(Entries):
• • • •
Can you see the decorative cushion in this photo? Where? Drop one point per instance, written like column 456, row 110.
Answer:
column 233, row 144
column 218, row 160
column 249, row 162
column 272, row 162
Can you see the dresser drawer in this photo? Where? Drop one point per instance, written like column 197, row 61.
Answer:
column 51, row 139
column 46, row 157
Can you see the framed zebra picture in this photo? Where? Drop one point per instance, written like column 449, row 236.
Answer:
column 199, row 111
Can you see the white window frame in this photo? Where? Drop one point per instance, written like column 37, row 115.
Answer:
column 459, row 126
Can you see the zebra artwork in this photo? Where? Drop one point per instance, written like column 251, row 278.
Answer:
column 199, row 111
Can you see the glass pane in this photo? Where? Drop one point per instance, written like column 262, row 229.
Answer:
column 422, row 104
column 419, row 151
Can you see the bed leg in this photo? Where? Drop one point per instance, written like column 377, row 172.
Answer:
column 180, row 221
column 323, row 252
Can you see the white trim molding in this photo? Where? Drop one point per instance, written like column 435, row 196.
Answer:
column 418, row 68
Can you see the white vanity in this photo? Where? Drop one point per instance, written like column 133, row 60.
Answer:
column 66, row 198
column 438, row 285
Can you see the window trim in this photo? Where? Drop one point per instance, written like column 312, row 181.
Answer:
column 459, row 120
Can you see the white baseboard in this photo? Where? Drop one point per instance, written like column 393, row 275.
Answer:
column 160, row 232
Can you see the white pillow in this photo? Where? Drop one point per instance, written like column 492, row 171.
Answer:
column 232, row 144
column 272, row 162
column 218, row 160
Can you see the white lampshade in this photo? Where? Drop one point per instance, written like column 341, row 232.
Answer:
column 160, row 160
• • • •
(Do this): Format every line of the items above as a Markdown table with two columns, Row and Line, numbering each row and leaving out any blank lines.

(Task result):
| Row | Line |
|---|---|
| 1 | Can you see the decorative cushion in this photo? Where? Drop one point per instance, written like column 456, row 110. |
| 2 | Answer: |
| 3 | column 233, row 144 |
| 4 | column 218, row 160 |
| 5 | column 249, row 162 |
| 6 | column 272, row 162 |
| 7 | Can you see the dresser drawer in this photo? Where? Drop one point per instance, written like column 197, row 61. |
| 8 | Answer: |
| 9 | column 51, row 139 |
| 10 | column 46, row 157 |
| 11 | Can you see the framed zebra picture in this photo? Where? Drop one point per instance, written like column 449, row 236. |
| 12 | Answer: |
| 13 | column 199, row 111 |
| 14 | Can you see the white window frame in this photo? Where? Drop one point per instance, written like column 37, row 115. |
| 15 | Answer: |
| 16 | column 459, row 126 |
| 17 | Can you see the zebra artwork in this photo? Where? Drop one point per instance, written like column 251, row 278. |
| 18 | Answer: |
| 19 | column 199, row 111 |
| 20 | Can you see the glass pane in this photo? Where? Drop one point per instance, written like column 262, row 229. |
| 21 | Answer: |
| 22 | column 422, row 104 |
| 23 | column 419, row 151 |
| 24 | Can you see the bed leg in this photo? Where? Drop one point per instance, written like column 377, row 172. |
| 25 | Answer: |
| 26 | column 180, row 221 |
| 27 | column 323, row 252 |
| 28 | Can you see the white trim molding in this photo? Where? Drop one point per instance, written like column 435, row 196. |
| 29 | Answer: |
| 30 | column 418, row 68 |
| 31 | Can you see the white vanity in this photo? Where? Drop one point per instance, written like column 133, row 60. |
| 32 | Answer: |
| 33 | column 66, row 198 |
| 34 | column 438, row 285 |
| 35 | Can you see the window trim in this photo? Where? Drop one point per instance, written like column 312, row 181. |
| 36 | Answer: |
| 37 | column 459, row 120 |
| 38 | Can you see the white baseboard in this photo? Where? Drop one point per instance, written like column 393, row 275. |
| 39 | Answer: |
| 40 | column 160, row 232 |
| 41 | Can you see the white pillow in this photo? Where? Drop one point per instance, written like column 492, row 171. |
| 42 | Answer: |
| 43 | column 232, row 144 |
| 44 | column 272, row 162 |
| 45 | column 218, row 160 |
| 46 | Can you see the white lampshade in this photo? Where? Drop one point per instance, written like column 341, row 232. |
| 47 | Answer: |
| 48 | column 160, row 160 |